» Supplied entries
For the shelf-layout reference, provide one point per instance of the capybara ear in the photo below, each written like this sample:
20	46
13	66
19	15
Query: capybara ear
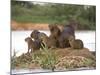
28	39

» Task details
The response consists of the data above printed line for line, with no pictures.

» Completed exercise
For the shelf-layout reference, provide one point per instance of the capybara ear in the photo below, each written like this sample:
20	46
13	66
19	15
Query: capybara ear
28	39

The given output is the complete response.